Check your understanding:
[A] Return the part of the home education bill text between "The current bill" and "select committee report.", inclusive.
[B] Answer these questions using the home education bill text.
(i) According to the text, what do the current powers put too much responsibility on LAs for?
(ii) What two minor health services does the text name as hard for some families to access outside school?
(iii) What does the text say you catch more flies with than vinegar?

Text block:

━━━━

The current bill does nothing to help this, offering nothing home educators want, but does a huge amount to make it worse by handing over more powers to LA's (that are, by the way, extremely ill-defined, relying on the good judgement of the official rather than making clear what powers are to be used in what circumstances leading inevitably to a 'postcode lottery' as the personal bias of said officials will get you struck off the register in one area for something considered good practice in another. As it is impossible to guarantee LA's will use their current powers wisely, giving them more does not simply anger home educators, it strikes fear into them. LA's too, in many cases do not want these powers as they stand because they put too much responsibility on them for welfare - this is in the select committee report.
In an ideal world, to achieve that which those who wrote it state they wish to achieve, the bill would contain support proposals such as access to exam centres, tax breaks, access to discounts that schools are entitled to, clarity over the provision of health care (some families find it hard to access services for their children that are normally provided in school, even minor things like eye tests and injections as well as bigger things like Special Needs therapies), a need for LA's to ensure their information on home education is correct in law and that officials get appropriate training, a system that makes it easier for transient populations who are registered to move their information smoothly from one LA to the next etc. etc. with nothing at all on monitoring and licensing. Things that would encourage people to register voluntarily by providing real benefits if they did so.
You catch more flies with honey than vinegar, and this sort of thing would go towards showing understanding of home education and a desire to improve relationships and accept it as a perfectly respectable choice. What we have is a heavy-handed 'Do As You Are Told!' bill that doesn't just avoid providing any benefits for home educators whatsoever, but actually increases the reasons for avoiding it by showing no understanding whatsoever but rather a poisonous suspicion of home educators far beyond what has ever gone before. Who in their right mind wants to be forced to allow someone they do not trust into their home for hours on end, to examine their lifestyle in detail and interogate their vunerable children as a matter of course? No one. Not even those who wrote this.

━━━━

Collected data:

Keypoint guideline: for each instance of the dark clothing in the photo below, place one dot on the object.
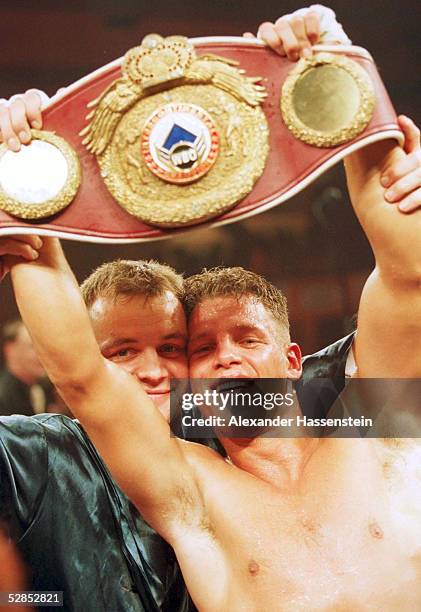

━━━━

Numbered answers:
[A]
The current bill does nothing to help this, offering nothing home educators want, but does a huge amount to make it worse by handing over more powers to LA's (that are, by the way, extremely ill-defined, relying on the good judgement of the official rather than making clear what powers are to be used in what circumstances leading inevitably to a 'postcode lottery' as the personal bias of said officials will get you struck off the register in one area for something considered good practice in another. As it is impossible to guarantee LA's will use their current powers wisely, giving them more does not simply anger home educators, it strikes fear into them. LA's too, in many cases do not want these powers as they stand because they put too much responsibility on them for welfare - this is in the select committee report.

[B]
(i) Welfare
(ii) Eye tests and injections
(iii) Honey